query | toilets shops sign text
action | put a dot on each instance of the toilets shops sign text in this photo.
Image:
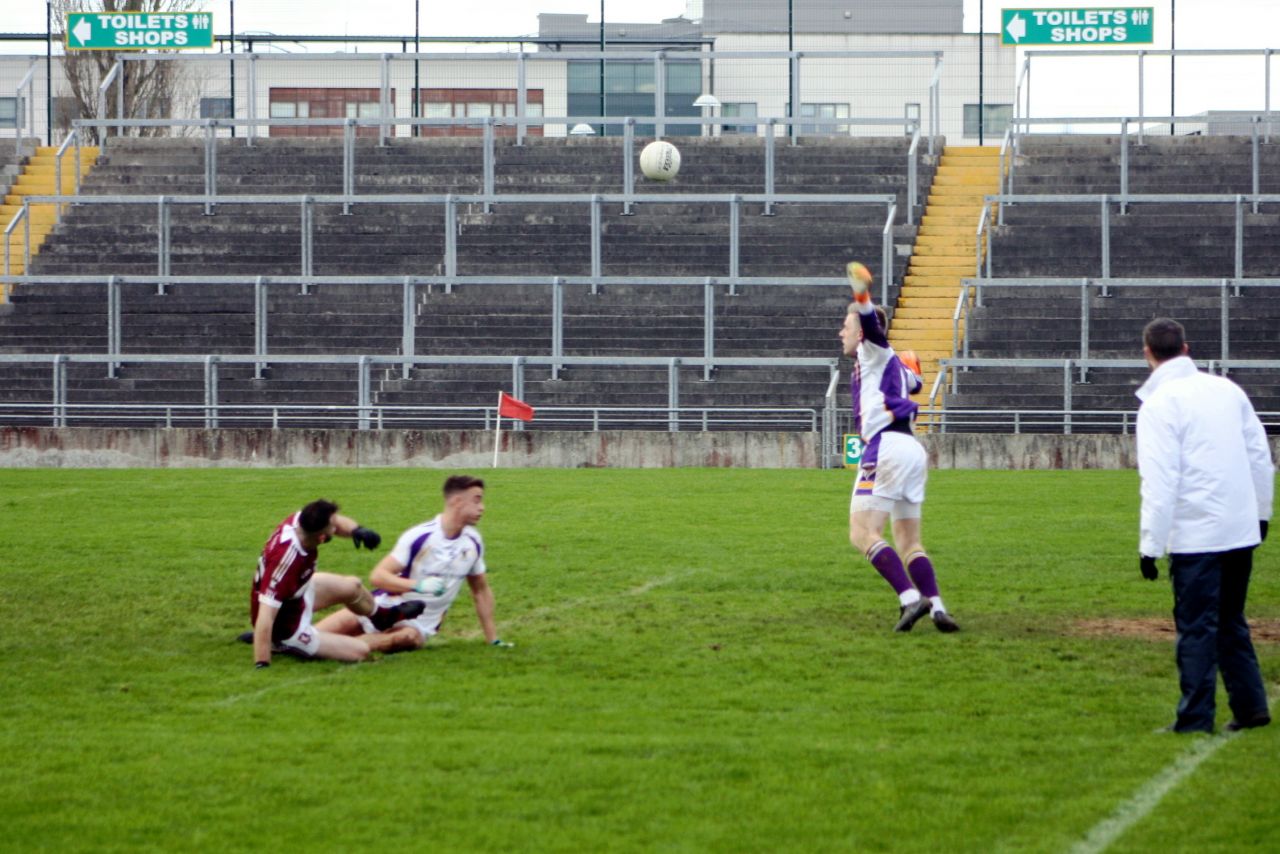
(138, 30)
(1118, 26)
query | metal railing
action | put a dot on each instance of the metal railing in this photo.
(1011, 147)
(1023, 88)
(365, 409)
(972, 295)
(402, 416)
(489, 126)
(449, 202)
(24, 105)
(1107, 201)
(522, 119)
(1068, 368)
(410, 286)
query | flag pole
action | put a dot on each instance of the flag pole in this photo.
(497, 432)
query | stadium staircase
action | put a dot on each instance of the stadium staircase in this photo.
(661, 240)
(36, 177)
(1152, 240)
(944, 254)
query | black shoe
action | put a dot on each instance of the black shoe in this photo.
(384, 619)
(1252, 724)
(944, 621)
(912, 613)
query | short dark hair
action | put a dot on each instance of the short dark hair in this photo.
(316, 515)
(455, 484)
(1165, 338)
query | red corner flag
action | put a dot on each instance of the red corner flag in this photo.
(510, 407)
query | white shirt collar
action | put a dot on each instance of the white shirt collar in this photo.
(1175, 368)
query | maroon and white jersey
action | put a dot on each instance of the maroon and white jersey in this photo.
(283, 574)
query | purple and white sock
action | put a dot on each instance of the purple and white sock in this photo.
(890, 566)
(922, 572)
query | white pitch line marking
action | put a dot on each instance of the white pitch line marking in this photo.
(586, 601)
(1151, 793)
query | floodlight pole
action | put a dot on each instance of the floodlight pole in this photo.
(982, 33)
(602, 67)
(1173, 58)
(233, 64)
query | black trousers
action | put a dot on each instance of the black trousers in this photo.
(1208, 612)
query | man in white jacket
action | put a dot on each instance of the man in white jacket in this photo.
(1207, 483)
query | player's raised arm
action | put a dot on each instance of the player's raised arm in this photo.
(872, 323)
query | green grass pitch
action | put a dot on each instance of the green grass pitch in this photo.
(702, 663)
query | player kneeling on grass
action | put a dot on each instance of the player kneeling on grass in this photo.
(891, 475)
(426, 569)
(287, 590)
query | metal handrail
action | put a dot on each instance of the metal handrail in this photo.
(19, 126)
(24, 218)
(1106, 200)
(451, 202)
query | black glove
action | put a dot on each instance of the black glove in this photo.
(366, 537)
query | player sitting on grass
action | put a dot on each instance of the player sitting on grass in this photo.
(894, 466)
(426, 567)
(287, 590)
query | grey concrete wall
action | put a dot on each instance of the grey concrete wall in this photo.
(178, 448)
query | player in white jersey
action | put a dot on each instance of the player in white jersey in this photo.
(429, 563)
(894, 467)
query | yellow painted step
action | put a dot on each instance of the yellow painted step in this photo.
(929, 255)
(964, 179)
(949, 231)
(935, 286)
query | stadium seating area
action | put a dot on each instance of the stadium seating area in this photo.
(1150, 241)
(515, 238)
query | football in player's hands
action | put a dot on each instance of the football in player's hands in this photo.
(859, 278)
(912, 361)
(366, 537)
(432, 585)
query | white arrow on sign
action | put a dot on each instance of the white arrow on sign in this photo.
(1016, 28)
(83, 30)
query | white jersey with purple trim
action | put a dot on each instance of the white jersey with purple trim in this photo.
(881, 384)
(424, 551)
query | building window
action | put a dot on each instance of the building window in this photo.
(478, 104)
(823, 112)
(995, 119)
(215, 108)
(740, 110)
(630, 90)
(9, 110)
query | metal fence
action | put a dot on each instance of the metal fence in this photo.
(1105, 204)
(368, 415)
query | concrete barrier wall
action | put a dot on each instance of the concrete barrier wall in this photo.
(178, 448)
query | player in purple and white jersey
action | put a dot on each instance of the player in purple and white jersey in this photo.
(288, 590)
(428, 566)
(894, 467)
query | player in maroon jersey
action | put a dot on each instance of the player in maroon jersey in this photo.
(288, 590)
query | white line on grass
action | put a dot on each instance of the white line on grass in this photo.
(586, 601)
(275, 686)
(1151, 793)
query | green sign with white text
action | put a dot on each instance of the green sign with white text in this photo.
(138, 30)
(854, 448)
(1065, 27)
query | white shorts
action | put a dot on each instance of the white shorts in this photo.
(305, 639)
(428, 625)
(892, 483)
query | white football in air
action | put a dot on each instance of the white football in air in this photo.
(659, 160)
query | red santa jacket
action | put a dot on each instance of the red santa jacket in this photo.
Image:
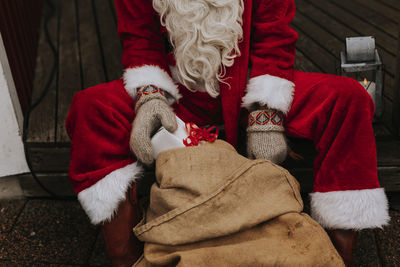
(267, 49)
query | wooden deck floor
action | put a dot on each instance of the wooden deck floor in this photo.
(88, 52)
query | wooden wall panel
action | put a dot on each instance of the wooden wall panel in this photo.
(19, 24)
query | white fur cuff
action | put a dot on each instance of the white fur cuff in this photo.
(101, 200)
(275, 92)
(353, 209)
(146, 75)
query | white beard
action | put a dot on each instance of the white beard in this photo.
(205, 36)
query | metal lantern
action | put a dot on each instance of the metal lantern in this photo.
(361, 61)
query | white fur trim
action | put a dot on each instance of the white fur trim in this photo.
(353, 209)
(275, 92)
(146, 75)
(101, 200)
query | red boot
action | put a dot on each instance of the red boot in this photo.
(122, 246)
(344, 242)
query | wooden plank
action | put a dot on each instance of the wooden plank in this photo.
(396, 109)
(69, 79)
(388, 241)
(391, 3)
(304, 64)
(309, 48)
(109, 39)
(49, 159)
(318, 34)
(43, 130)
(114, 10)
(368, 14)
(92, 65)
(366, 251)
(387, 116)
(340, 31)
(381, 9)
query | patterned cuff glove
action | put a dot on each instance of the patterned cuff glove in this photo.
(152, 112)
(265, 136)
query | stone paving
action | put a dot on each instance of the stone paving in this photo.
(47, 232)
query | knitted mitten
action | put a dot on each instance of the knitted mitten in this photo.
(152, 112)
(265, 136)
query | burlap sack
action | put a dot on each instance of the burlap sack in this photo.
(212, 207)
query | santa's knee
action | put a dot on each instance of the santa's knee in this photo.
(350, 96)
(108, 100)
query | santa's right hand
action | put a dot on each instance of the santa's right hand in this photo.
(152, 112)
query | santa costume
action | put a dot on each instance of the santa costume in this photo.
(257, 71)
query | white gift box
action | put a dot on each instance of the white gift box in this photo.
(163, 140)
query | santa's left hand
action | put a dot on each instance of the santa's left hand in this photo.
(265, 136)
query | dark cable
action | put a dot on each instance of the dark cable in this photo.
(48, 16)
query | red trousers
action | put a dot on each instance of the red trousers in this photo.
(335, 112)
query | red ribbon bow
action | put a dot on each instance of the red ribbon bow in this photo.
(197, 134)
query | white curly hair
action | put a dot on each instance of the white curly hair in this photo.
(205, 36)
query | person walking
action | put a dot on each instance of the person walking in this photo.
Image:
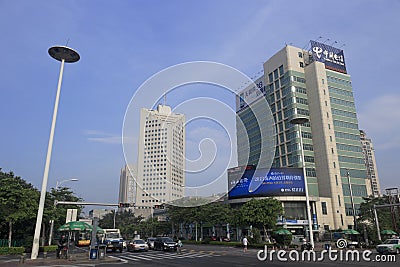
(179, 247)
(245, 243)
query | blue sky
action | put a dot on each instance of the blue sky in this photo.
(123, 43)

● ● ● ● ● ● ●

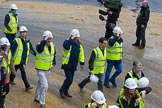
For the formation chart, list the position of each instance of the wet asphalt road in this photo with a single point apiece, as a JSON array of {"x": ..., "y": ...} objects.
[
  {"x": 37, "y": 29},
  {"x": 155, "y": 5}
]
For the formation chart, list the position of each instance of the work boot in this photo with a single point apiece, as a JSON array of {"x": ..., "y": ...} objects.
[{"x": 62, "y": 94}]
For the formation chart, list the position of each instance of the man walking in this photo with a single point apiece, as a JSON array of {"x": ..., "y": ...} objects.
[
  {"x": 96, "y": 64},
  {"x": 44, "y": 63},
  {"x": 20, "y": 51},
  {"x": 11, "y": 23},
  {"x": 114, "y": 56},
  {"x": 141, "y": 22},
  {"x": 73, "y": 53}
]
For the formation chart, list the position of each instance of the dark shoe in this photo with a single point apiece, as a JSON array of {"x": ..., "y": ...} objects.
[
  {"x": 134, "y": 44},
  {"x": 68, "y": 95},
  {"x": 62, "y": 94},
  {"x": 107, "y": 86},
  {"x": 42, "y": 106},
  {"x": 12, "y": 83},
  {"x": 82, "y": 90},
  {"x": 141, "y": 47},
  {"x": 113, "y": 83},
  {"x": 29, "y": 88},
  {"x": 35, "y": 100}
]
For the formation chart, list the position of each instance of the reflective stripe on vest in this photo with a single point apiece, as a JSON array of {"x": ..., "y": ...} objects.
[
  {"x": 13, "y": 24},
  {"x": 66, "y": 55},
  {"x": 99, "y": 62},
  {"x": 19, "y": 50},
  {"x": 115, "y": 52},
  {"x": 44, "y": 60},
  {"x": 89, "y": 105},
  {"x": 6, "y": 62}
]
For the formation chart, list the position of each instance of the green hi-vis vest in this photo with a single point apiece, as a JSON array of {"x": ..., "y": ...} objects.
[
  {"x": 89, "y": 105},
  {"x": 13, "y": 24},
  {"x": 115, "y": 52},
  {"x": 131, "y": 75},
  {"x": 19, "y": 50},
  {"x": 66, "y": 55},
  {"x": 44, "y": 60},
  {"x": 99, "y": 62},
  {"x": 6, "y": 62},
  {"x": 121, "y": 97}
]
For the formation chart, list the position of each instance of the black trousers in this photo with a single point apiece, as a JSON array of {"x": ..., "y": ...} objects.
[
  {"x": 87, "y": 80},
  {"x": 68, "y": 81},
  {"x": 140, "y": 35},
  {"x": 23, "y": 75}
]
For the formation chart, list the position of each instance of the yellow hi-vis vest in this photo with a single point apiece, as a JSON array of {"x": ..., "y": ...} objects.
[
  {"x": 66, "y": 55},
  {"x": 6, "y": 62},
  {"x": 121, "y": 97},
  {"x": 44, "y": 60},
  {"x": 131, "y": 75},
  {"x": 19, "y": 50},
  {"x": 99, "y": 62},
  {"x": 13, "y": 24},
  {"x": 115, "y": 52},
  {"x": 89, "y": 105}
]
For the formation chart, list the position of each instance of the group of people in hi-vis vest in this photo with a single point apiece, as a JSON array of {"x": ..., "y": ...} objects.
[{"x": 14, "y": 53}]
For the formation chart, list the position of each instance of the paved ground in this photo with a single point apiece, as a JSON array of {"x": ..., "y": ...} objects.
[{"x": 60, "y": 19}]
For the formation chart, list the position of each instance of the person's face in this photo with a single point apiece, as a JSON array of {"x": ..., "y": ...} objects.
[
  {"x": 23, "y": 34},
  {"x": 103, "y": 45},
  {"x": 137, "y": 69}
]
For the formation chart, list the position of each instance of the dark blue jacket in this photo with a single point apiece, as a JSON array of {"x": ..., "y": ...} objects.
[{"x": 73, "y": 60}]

● ● ● ● ● ● ●

Would you print exactly, and only, the lines of the data above from the line with "action | put a dot on each instance of the flag" through the line with "query | black shoe", inclusive?

action | put a dot on each instance of the flag pole in this photo.
(497, 432)
query | stadium staircase
action | put a dot on each instance of the stadium staircase in this photo.
(661, 240)
(36, 177)
(1152, 240)
(944, 254)
query | black shoe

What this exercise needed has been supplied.